■ What the task asks ■
Please copy everything from the line containing "Find the bamboo stalk in the picture above." down to the end of the records below, including both ends, and leave the pictures out of your copy.

■ Extracted material ■
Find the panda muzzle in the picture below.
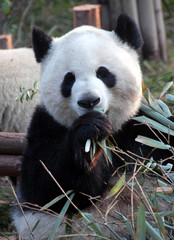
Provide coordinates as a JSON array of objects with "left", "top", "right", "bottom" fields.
[{"left": 77, "top": 97, "right": 100, "bottom": 109}]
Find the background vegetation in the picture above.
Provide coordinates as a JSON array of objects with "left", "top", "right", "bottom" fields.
[{"left": 0, "top": 0, "right": 174, "bottom": 239}]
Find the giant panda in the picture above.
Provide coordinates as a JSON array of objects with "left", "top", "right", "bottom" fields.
[{"left": 13, "top": 14, "right": 174, "bottom": 239}]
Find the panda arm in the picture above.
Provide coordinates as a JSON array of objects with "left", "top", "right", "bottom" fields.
[{"left": 21, "top": 107, "right": 111, "bottom": 210}]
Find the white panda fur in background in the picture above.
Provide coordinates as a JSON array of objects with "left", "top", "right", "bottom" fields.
[
  {"left": 0, "top": 48, "right": 40, "bottom": 132},
  {"left": 12, "top": 14, "right": 174, "bottom": 239}
]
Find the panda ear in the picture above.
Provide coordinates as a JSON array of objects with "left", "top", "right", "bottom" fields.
[
  {"left": 32, "top": 26, "right": 52, "bottom": 62},
  {"left": 114, "top": 14, "right": 143, "bottom": 49}
]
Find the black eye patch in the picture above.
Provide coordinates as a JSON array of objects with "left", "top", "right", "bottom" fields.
[
  {"left": 61, "top": 72, "right": 75, "bottom": 97},
  {"left": 96, "top": 66, "right": 116, "bottom": 88}
]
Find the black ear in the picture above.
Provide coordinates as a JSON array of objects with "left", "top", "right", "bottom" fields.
[
  {"left": 114, "top": 14, "right": 143, "bottom": 49},
  {"left": 32, "top": 27, "right": 52, "bottom": 62}
]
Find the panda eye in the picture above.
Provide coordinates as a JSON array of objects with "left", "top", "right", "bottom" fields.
[
  {"left": 96, "top": 66, "right": 116, "bottom": 88},
  {"left": 61, "top": 72, "right": 75, "bottom": 97},
  {"left": 64, "top": 72, "right": 75, "bottom": 84}
]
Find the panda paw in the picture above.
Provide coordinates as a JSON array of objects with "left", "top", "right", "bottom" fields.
[
  {"left": 71, "top": 111, "right": 112, "bottom": 145},
  {"left": 69, "top": 111, "right": 112, "bottom": 171}
]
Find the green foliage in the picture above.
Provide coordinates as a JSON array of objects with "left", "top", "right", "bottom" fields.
[{"left": 0, "top": 0, "right": 12, "bottom": 14}]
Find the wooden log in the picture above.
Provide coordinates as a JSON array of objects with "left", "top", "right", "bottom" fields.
[
  {"left": 0, "top": 155, "right": 22, "bottom": 176},
  {"left": 0, "top": 132, "right": 27, "bottom": 155},
  {"left": 137, "top": 0, "right": 159, "bottom": 60},
  {"left": 73, "top": 4, "right": 101, "bottom": 28}
]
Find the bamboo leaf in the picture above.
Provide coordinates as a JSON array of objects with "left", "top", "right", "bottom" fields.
[
  {"left": 48, "top": 193, "right": 75, "bottom": 240},
  {"left": 146, "top": 221, "right": 163, "bottom": 240},
  {"left": 142, "top": 89, "right": 166, "bottom": 116},
  {"left": 109, "top": 172, "right": 126, "bottom": 197},
  {"left": 80, "top": 211, "right": 104, "bottom": 239},
  {"left": 139, "top": 103, "right": 174, "bottom": 130},
  {"left": 165, "top": 94, "right": 174, "bottom": 103},
  {"left": 155, "top": 213, "right": 167, "bottom": 239},
  {"left": 40, "top": 190, "right": 73, "bottom": 211},
  {"left": 157, "top": 99, "right": 172, "bottom": 117},
  {"left": 136, "top": 203, "right": 146, "bottom": 240},
  {"left": 135, "top": 135, "right": 171, "bottom": 150},
  {"left": 134, "top": 116, "right": 174, "bottom": 136},
  {"left": 160, "top": 82, "right": 173, "bottom": 99}
]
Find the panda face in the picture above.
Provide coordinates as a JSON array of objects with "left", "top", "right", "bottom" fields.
[{"left": 34, "top": 22, "right": 142, "bottom": 130}]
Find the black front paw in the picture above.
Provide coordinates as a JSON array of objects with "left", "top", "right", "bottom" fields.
[
  {"left": 71, "top": 111, "right": 112, "bottom": 144},
  {"left": 69, "top": 111, "right": 112, "bottom": 170}
]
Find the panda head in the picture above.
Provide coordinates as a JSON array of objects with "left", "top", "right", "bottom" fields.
[{"left": 33, "top": 14, "right": 142, "bottom": 130}]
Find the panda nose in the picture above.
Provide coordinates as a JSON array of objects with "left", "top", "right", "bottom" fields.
[{"left": 77, "top": 97, "right": 100, "bottom": 109}]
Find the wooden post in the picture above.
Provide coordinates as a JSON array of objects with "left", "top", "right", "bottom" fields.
[
  {"left": 0, "top": 155, "right": 22, "bottom": 176},
  {"left": 0, "top": 132, "right": 27, "bottom": 176},
  {"left": 73, "top": 4, "right": 101, "bottom": 28},
  {"left": 137, "top": 0, "right": 159, "bottom": 60},
  {"left": 0, "top": 34, "right": 13, "bottom": 49}
]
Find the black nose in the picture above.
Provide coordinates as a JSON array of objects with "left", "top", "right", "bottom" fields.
[{"left": 77, "top": 97, "right": 100, "bottom": 109}]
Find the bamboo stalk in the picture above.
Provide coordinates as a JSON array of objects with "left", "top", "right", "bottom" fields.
[{"left": 0, "top": 155, "right": 22, "bottom": 176}]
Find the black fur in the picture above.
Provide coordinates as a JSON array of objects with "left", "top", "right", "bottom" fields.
[
  {"left": 20, "top": 106, "right": 174, "bottom": 212},
  {"left": 32, "top": 27, "right": 52, "bottom": 62},
  {"left": 96, "top": 66, "right": 116, "bottom": 88},
  {"left": 21, "top": 107, "right": 112, "bottom": 212},
  {"left": 115, "top": 14, "right": 143, "bottom": 49},
  {"left": 61, "top": 72, "right": 76, "bottom": 98}
]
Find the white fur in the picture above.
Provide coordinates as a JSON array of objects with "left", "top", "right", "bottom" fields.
[
  {"left": 41, "top": 26, "right": 142, "bottom": 130},
  {"left": 13, "top": 26, "right": 142, "bottom": 239},
  {"left": 0, "top": 48, "right": 40, "bottom": 132}
]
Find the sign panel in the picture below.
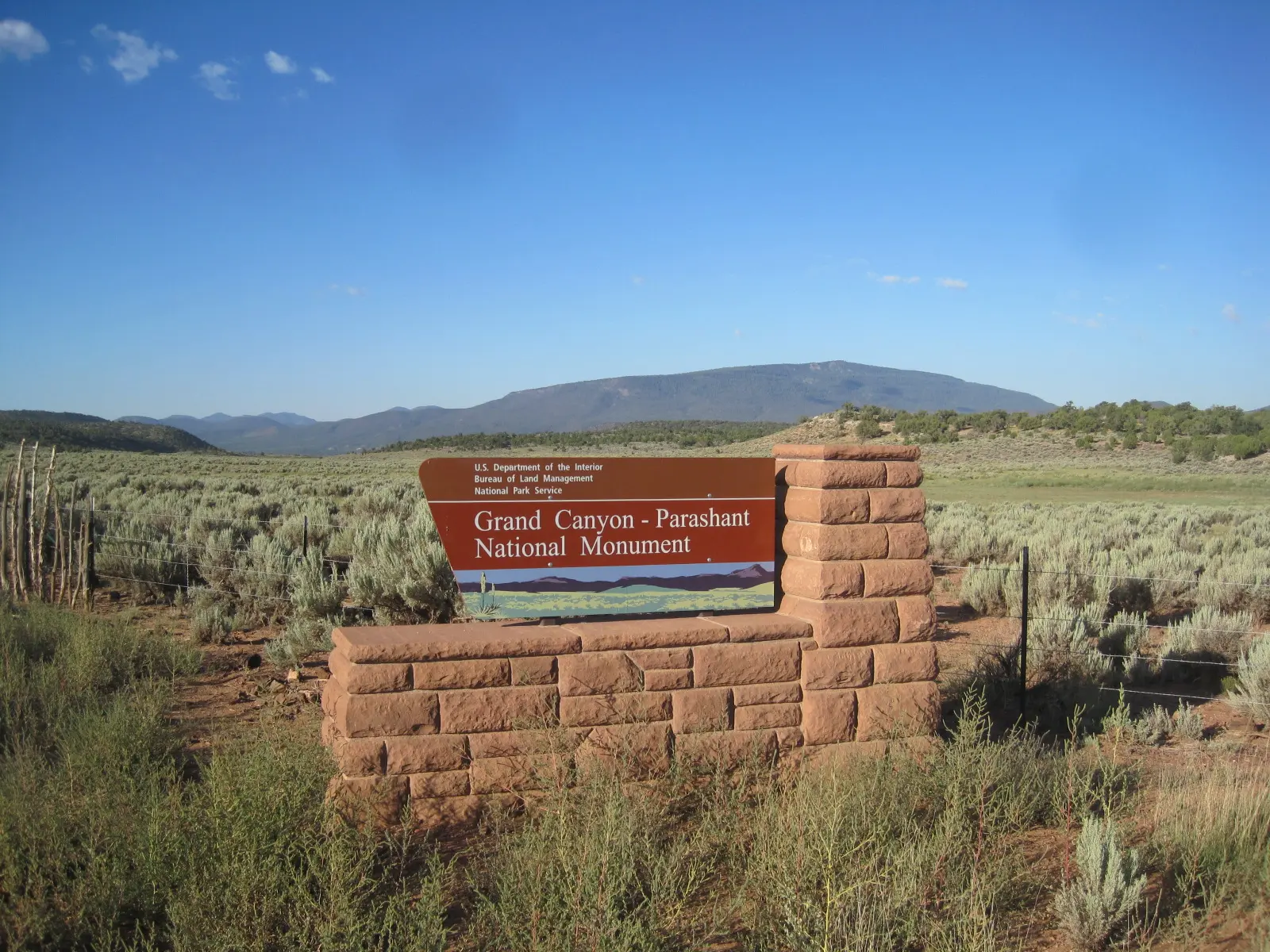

■ Output for this task ■
Find the bamboo stalk in the picture above.
Provide coordinates as a JSON array of objects with "left", "top", "right", "bottom" fields.
[{"left": 0, "top": 155, "right": 22, "bottom": 176}]
Find the black fur in the picture above.
Provide coordinates as a JSON array of objects with "left", "top", "right", "bottom" fields.
[
  {"left": 20, "top": 106, "right": 174, "bottom": 212},
  {"left": 32, "top": 27, "right": 52, "bottom": 62},
  {"left": 96, "top": 66, "right": 116, "bottom": 88},
  {"left": 21, "top": 107, "right": 112, "bottom": 212},
  {"left": 115, "top": 14, "right": 143, "bottom": 49},
  {"left": 61, "top": 72, "right": 76, "bottom": 98}
]
Find the white fur in the picture above.
Provide coordinates as a JSON array of objects with "left", "top", "right", "bottom" fields.
[
  {"left": 41, "top": 26, "right": 142, "bottom": 130},
  {"left": 13, "top": 26, "right": 142, "bottom": 239},
  {"left": 0, "top": 48, "right": 40, "bottom": 132}
]
Find the sign panel in the picture below.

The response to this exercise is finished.